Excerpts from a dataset

-=-=-

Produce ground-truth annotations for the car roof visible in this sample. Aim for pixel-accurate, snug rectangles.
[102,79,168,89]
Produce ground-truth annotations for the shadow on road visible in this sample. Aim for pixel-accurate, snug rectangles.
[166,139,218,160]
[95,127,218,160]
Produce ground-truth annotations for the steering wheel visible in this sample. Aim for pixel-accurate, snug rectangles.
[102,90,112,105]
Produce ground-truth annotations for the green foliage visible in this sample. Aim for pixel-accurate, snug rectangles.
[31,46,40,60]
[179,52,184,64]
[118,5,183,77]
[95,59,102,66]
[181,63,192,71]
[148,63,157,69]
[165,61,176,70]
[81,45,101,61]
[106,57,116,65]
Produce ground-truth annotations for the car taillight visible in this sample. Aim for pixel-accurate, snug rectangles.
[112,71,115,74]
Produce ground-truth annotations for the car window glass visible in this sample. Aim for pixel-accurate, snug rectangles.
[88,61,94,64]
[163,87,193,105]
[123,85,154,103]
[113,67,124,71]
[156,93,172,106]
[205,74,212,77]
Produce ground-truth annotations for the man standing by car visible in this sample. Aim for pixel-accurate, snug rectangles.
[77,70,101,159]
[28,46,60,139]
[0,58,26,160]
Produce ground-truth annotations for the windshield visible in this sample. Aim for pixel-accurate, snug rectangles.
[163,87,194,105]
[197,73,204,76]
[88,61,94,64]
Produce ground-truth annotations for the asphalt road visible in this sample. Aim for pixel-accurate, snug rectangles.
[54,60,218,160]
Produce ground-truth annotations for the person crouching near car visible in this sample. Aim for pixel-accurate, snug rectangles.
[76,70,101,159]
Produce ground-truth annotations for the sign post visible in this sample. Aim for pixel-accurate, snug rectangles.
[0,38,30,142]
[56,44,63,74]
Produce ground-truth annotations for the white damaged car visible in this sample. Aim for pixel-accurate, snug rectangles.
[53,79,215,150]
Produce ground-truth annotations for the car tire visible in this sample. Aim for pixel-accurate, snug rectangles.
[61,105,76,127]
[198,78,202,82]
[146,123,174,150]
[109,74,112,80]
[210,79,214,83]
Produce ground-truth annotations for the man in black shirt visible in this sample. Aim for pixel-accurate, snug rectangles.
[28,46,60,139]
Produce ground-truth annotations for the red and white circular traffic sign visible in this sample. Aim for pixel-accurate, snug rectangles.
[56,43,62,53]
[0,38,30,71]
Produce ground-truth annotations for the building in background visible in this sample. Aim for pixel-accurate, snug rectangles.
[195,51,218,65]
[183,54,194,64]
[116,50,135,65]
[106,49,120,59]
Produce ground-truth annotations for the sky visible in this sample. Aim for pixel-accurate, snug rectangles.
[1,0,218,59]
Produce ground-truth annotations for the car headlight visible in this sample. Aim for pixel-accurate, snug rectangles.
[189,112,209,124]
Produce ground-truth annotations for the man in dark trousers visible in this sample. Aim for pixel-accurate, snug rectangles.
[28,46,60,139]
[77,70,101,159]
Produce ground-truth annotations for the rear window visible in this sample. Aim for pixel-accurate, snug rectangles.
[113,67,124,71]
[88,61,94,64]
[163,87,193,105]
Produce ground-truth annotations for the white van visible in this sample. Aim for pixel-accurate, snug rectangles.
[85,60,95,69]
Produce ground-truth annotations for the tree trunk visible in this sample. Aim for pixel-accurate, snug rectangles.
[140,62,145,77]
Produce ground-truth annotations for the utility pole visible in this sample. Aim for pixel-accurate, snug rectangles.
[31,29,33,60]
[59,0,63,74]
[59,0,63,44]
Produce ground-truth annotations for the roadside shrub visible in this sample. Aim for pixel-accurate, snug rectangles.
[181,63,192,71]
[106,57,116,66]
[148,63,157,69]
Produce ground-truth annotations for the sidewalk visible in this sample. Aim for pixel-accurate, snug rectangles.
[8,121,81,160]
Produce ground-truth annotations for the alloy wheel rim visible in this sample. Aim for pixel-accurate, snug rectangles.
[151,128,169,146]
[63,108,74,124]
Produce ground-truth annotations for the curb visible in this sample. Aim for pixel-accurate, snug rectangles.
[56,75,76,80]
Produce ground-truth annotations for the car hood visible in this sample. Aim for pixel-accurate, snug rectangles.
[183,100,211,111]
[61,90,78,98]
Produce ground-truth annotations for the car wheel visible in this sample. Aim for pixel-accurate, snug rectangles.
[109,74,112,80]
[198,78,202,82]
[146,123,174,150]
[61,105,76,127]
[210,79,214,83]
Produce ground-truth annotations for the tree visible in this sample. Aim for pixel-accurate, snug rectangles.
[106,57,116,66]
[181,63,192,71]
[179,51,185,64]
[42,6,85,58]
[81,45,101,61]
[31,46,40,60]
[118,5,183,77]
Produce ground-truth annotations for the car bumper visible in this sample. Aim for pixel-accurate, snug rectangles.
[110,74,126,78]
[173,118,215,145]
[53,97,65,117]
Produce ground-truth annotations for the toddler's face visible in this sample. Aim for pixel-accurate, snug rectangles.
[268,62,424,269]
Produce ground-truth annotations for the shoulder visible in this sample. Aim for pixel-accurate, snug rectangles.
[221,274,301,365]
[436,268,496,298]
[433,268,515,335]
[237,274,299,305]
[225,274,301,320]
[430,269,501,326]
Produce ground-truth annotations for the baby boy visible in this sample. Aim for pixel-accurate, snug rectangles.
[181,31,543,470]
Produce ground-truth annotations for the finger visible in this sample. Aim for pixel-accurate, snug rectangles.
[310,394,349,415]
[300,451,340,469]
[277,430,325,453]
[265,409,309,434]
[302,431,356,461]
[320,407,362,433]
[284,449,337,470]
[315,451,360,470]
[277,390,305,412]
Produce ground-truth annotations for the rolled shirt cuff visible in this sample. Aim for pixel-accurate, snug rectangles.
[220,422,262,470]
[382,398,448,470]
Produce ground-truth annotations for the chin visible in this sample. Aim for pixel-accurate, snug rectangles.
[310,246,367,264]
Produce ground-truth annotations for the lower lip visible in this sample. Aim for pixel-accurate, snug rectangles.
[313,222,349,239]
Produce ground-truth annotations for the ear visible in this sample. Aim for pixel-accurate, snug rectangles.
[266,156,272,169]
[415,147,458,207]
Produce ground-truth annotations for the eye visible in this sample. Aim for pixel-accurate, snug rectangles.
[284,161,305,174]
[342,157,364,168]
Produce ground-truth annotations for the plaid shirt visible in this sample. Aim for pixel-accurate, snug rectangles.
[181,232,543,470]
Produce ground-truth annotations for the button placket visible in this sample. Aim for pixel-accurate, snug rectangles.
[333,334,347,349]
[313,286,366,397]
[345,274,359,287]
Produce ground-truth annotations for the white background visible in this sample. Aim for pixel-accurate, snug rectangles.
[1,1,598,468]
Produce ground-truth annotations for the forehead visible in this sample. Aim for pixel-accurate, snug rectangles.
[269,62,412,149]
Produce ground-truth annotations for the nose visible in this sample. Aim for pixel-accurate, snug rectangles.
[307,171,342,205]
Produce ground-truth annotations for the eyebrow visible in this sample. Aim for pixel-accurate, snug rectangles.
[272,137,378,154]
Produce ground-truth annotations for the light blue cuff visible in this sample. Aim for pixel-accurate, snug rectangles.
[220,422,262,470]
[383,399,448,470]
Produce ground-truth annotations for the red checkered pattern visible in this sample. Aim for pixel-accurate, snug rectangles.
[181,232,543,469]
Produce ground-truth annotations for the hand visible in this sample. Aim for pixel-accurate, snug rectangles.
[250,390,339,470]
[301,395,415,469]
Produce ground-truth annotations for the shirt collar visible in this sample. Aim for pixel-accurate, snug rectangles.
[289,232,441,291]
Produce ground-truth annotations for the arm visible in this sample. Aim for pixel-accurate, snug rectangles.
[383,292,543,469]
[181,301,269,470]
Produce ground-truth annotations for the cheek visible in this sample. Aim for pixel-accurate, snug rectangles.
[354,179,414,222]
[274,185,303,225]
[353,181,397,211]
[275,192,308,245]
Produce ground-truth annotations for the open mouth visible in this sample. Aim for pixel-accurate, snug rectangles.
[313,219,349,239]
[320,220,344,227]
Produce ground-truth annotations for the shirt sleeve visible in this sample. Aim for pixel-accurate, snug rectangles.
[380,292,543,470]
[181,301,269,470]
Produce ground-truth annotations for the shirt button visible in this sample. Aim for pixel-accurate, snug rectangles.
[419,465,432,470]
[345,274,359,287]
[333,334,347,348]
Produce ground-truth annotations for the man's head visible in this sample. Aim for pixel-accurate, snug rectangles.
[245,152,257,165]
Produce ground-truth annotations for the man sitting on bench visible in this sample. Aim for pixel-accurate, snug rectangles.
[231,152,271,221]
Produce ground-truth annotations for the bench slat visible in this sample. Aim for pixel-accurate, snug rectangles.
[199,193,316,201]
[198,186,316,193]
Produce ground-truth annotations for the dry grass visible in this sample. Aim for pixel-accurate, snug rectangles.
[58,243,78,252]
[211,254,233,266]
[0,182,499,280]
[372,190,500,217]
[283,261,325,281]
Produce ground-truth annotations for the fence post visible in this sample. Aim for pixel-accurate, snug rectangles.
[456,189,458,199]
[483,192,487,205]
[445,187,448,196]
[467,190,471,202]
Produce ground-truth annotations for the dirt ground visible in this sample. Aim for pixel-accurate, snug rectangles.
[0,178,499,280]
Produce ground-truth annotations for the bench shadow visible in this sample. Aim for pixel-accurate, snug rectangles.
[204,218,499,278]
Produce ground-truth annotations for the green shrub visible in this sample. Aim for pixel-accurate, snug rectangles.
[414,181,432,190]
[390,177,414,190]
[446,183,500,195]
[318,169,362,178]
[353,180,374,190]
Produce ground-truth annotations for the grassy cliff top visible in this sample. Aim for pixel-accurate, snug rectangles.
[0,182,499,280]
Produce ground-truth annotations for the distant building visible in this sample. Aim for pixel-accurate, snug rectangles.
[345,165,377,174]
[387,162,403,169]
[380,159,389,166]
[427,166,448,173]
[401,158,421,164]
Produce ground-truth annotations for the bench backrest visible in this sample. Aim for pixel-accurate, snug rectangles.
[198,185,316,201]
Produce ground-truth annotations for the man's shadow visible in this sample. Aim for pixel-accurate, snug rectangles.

-=-=-

DIRECTIONS FOR THIS TASK: The answer must be the line containing "Produce ground-truth annotations for the grassy" and every line after it through the last line of the records above, repeated exactly.

PROBLEM SOLUTION:
Produce ground-truth annotations for the grassy cliff top visible in this sample. Aim for pixel-accurate, snug rectangles.
[0,182,499,280]
Produce ground-truth annotations for the distant building visible in this sample. Aim for pixel-accurate, snug rectangles.
[345,165,377,174]
[387,162,403,169]
[380,159,389,166]
[427,166,448,173]
[401,158,421,164]
Produce ground-truth annotations for the bench backrest visible in this sample. Aim for pixel-accurate, snug rectangles.
[198,185,316,201]
Produce ground-truth annotations for the man's shadow visible in this sample. Aim for pixel-accurate, snug rectangles.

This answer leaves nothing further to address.